## DIRECTION
The records below should be written out again, exactly.
---------- DATA FOR THE TASK
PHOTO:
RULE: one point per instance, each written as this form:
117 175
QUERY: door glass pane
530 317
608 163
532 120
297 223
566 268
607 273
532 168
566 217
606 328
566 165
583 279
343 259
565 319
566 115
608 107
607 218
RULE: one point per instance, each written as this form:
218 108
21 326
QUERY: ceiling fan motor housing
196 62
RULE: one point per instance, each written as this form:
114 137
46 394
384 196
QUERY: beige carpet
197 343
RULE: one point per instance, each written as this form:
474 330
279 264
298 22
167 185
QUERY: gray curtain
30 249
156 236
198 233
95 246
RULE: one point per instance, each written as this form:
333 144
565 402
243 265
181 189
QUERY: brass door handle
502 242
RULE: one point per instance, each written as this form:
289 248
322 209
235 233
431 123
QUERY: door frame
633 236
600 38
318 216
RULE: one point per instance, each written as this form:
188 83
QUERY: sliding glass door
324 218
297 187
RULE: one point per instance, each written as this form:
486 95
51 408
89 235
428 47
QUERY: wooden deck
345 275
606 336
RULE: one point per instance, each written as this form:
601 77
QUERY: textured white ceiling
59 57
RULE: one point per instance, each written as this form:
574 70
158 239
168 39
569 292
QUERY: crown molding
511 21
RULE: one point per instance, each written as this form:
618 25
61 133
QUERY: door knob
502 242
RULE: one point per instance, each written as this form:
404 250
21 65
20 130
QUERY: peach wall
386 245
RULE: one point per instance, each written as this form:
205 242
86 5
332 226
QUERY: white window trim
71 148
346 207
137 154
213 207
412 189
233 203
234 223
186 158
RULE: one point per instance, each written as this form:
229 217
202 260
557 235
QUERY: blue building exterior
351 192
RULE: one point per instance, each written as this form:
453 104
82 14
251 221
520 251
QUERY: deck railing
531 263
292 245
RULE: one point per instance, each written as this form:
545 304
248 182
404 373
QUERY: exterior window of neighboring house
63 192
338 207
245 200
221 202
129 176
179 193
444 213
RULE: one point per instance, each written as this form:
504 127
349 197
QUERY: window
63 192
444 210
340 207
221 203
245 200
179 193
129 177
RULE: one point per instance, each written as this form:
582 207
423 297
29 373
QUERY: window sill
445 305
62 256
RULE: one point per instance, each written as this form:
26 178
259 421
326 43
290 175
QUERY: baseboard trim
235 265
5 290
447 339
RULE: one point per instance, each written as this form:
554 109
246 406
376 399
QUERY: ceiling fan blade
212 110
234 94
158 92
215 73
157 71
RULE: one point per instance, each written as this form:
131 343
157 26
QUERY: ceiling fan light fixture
--------------------
## WORKED SOLUTION
PHOTO:
RULE: one point per instance, each written as this form:
117 175
QUERY: door glass pane
530 317
608 163
532 120
297 223
566 268
607 273
532 168
566 217
606 328
566 165
583 279
343 259
565 319
566 115
608 107
607 218
RULE: one point per instance, each written as this form:
218 108
21 326
QUERY: ceiling fan motor housing
196 62
RULE: one point per instance, each written as this form:
114 137
46 394
384 196
QUERY: beige carpet
197 343
RULE: one point per instance, each written as this form:
474 330
279 264
298 22
167 185
QUERY: gray curtain
30 249
156 236
198 233
95 246
RULE: one point per instance, each written as this form:
333 144
565 402
243 265
181 189
QUERY: brass door handle
502 242
RULE: one point per instance, each written as this form:
289 248
322 209
235 233
431 123
QUERY: door frame
633 236
600 38
318 216
RULE: one point per instance, each written as this form:
188 83
QUERY: sliding glass door
324 218
297 187
RULE: one point per instance, each written as this form:
486 95
51 408
89 235
428 47
QUERY: wooden deck
345 275
606 336
RULE: one point per instance, each written as this form:
601 77
QUERY: textured white ceiling
59 57
RULE: one point per instance, each written as this form:
574 70
158 239
168 39
569 292
QUERY: crown molding
511 21
RULE: one point per instance, each written as this form:
618 25
61 133
QUERY: door knob
502 242
RULE: one point per instance, each written as this form:
404 250
21 65
20 130
QUERY: peach wall
386 245
RULE: one point per instance, each written as this form:
205 242
86 5
332 226
QUERY: white window trim
71 148
346 207
137 154
213 207
412 189
233 203
234 223
186 158
RULE: one point per instance, each written as this form:
229 217
202 260
557 235
QUERY: blue building exterior
351 192
RULE: one point per instance, each written as this form:
453 104
82 14
251 221
520 251
QUERY: deck railing
531 263
292 245
RULE: one point per instance, each written as this form:
545 304
248 182
404 373
QUERY: exterior window of neighboring house
63 192
338 207
245 200
221 202
129 176
179 193
444 213
RULE: one point per instance, each written as this form:
504 127
349 197
QUERY: window
63 192
444 210
340 207
221 203
245 200
179 193
129 177
RULE: one point per instance, each written as this form:
582 207
423 297
29 373
QUERY: window sill
445 305
62 256
RULE: one point per instance, each written as this form:
26 178
259 421
326 43
290 175
QUERY: baseboard trim
235 265
5 290
447 339
RULE: one point per instance, each written as this form:
554 109
246 406
376 399
QUERY: ceiling fan blade
212 110
234 94
158 92
215 73
157 71
RULE: one point per instance, each written as this form:
131 343
157 26
QUERY: ceiling fan light fixture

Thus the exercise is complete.